• [Lesetext]
>>>
Sie verstehen sich gut, der Hobbyhistoriker Fritz Fuchs (links) und der Kreisarchäologe Dr. Ludwig Husty (rechts), auch wenn "der Linke" ab und zu viel Arbeit macht, nimmt es der Kreisarchäologe mit Humor.
Eine Theorie, die wegen der hohen Funddichte auf kleinstem Raum auch der Fachmann durchaus für realistisch hält. Husty verwahrt derzeit alle von Fuchs gefundenen Steinwerkzeuge und Feuersteine. Trotz all dieser Fundstücke würde sich der Kreisarchäologe zusätzliche Beweise wünschen - beispielsweise Siedlungsspuren. Im Klartext: Keramik. Diese würde zum einen die Besiedelung eindeutig belegen, zum anderen könnte dadurch der Zeitraum exakter bestimmt werden. "Auch Keramik unterliegt bestimmten Moderichtungen", sagt Husty und schlägt in einem Katalog eine Seite mit der Abbildung einer Schnurkeramik auf. "Wenn wir so etwas fänden ... "
Der Acker, der Fritz Fuchs bei nur wenigen Begehungen so viele jungsteinzeitliche Funde beschert hat, sei markant und zeige, dass der Fluss-Bach-Bezug für unsere Vorfahren wichtig war. "Wir dürfen nicht vergessen, dass über diese Axt immerhin ein paar tausend Jahre Landwirtschaft drübergegangen sind", sagt Husty und zeigt auf einen außergewöhnlichen Fund -eine Axt als Steinwerkzeug aus der Steinzeit. Das Artefakt war im Boden vergraben und wurde nun durch den Regen freigeschwemmt und von Fuchs entdeckt.
Er finde es toll, dass sich Fritz Fuchs dieser Fläche ehrenamtlich annimmt, betont der Kreisarchäologe glaubhaft. Husty kann offensichtlich inzwischen gut damit leben, einen so umtriebigen Geist an seiner Seite zu haben, der ihm Funde und somit zwar zusätzliche Arbeit beschert, ihm aber zumindest deren Suche abnimmt. Vorsichtig nimmt er seine Fachkollegen vor Fuchs Spötteleien bezüglich der Mönchsbesiedelung dann aber doch in Schutz. Ganz so neu seien die Fuchs'schen Erkenntnisse nun auch wieder nicht, sagt Husty. In Fachkreisen werde schon länger davon ausgegangen, dass der Bayerische Wald im mittleren Neolithikum besiedelt worden sein könnte. Neolithikum, das ist die Zeit um die 4000 Jahre vor Christus.
<<<
• [Bereitgestelltes Material]
>>>
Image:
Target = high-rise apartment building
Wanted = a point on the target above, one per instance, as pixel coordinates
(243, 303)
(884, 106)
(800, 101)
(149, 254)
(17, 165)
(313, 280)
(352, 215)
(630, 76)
<<<
• [Die Aufgaben]
1 > Skaliere in den Einträgen oben alle Pixelkoordinaten der Antworten mit dem Faktor 0,2 und runde auf ganze Zahlen, wobei ,5 aufgerundet wird. Gib dabei sämtliche Zeilen der Einträge vollständig wieder.
2 > Führe den Text über die Steinzeitfunde auf dem Acker weiter, beginnend nach seinem letzten Satz.
Der Text und die Einträge stehen in keinem Zusammenhang miteinander.

• [Ergebnisse je Aufgabe]
1 >
Image:
Target = high-rise apartment building
Wanted = a point on the target above, one per instance, as pixel coordinates
(49, 61)
(177, 21)
(160, 20)
(30, 51)
(3, 33)
(63, 56)
(70, 43)
(126, 15)

2 >
Auf alle Fälle gelte der Bayerische Wald schon lange als Durchgangsgebiet. Ein Beweis dafür, dass sich die Bewohner des Gäubodens durchaus in den Wald begeben haben, seien die Altwege. "Schon in der Jungsteinzeit wurde der Wald von den Menschen durchstreift." Gründe dafür könnte es viele gegeben haben: Vielleicht waren sie auf der Suche nach Granit als Mahlstein, nennt Husty als eine denkbare Erklärung. "Woher sie gewusst haben, dass es dort Granit gibt?" Einige Menschen seien unternehmungslustiger als andere. So seien doch auch die Kontinente entdeckt und erschlossen worden. "Genau deshalb sitzen wir jetzt hier in diesem Raum. Weil einige Menschen schon immer neugierig waren", sagt Kreisarchäologe Husty und verweist auf die Bundesstraße 20. Auch das sei eine alte Verkehrsader, die den Gäuboden mit dem Pilsener Becken verbunden habe. Deshalb sei es sehr wohl denkbar, dass der Bayerische Wald schon viel länger Lebensraum für menschliche Bewohner war.
Eine Aussage, die Fuchs sehr gerne hört, schließlich ist er immer auf der Suche nach Gleichgesinnten, die ihn in Sachen Jungsteinzeit unterstützen. Da kommen ihm Hustys fachkundige Rückendeckung und Anregungen gerade recht. Und da viele Augen bekanntermaßen mehr sehen als nur zwei, regt Husty an, den Acker kurz nach einem Regenguss mit einer Schulklasse zu begehen. Dies könne sicherlich im Rahmen des Unterrichts passieren, da dies gleichzeitig gut für die Bewusstseinsbildung der Kinder sei.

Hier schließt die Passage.